В какой степени Ахматова оставалась «человеком своего времени», то есть что отличало ее от того, что было до 10-х годов, и от того, что стало после? Помимо социально-политического перелома и вызванных им сдвигов в самых разных плоскостях жизни, время претерпело, претерпевало у нее на глазах, и ряд эволюций, так сказать, естественных, меняющих не лицо, а выражение лица эпохи. Менялись вкусы, эстетика, моды. Во-первых, на Анненском кончились те поэты, слова которых обеспечивались простым фактом прежнего их употребления, а не биографией стихослагателя; и на Блоке те, которые преследовали цель служить поэзией красоте, а не культуре. Во-вторых, искусство – как ремесло, как священнодействие, как средство преображения мира – было сущностью, определяющей характеристикой круга, в который вошла, чтобы занять свое место, Ахматова.
Она рассказывала, что, когда Анненский увлекался какой-то дамой, жена продавала очередную березовую рощу и отправляла его в Швейцарию, откуда он возвращался «исцеленный». Она говорила и писала, что «ослепленные дети» в «Моей тоске» – это его стихи, выброшенные из 2-го номера журнала «Аполлон». Однако это сведения и объяснения, возможно, помогающие понять психологию его творчества, но более навязанные его поэзии, чем его поэзией. Судьба чиновника, судьба педагога ничего не прибавляет его стихам, не становится судьбой поэта в позднейшем, в ахматовском, смысле этого слова. «Считается, что в поэзии двадцатого века испанцы – боги, а русские – полубоги, слишком много у нас самоубийц», – сказала она в день, когда прочла «Дознание» Леона Фелипе. (Непосредственная реакция была: «Каков старик!» – и: «Завидую, что не я», и восхищение переводом Гелескула.) В таком случае Анненский, разрыв сердца у которого она связывала с переносом публикации стихов в следующий номер, «бог» или «полубог»?

Фрагмент данных:
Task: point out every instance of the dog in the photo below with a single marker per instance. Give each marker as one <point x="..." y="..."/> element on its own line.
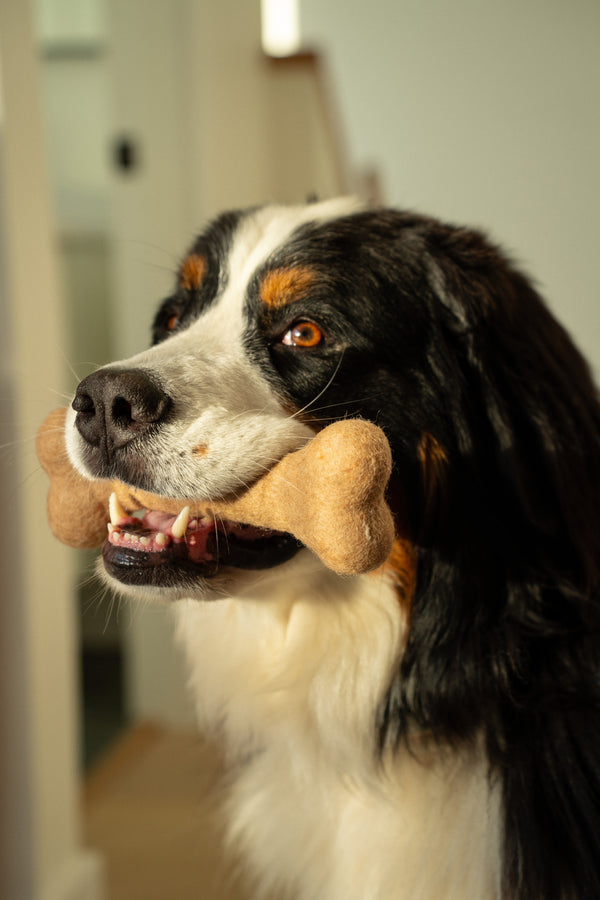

Поставленная задача 1:
О чем говорится в отрывке об Ахматове и Анненском? Уложитесь в два предложения.
Поставленная задача 2:
Почему, согласно приведенному в отрывке высказыванию Ахматовой, русские поэты двадцатого века считаются лишь полубогами, а не богами?

Полный ответ 1:
В отрывке ставится вопрос о том, чем Ахматова отличалась от того, что было до 10-х годов и стало после, и отмечается, что помимо социально-политического перелома менялись вкусы, эстетика и моды, а искусство было определяющей характеристикой круга, в который она вошла. На примере Анненского автор показывает, что рассказы Ахматовой о его жизни скорее навязаны его поэзии, чем вытекают из нее, поскольку судьба чиновника и педагога не становится у него судьбой поэта в ахматовском смысле.

Полный ответ 2:
Потому что, по ее словам, среди русских поэтов двадцатого века слишком много самоубийц. Богами же в поэзии этого века считаются испанцы.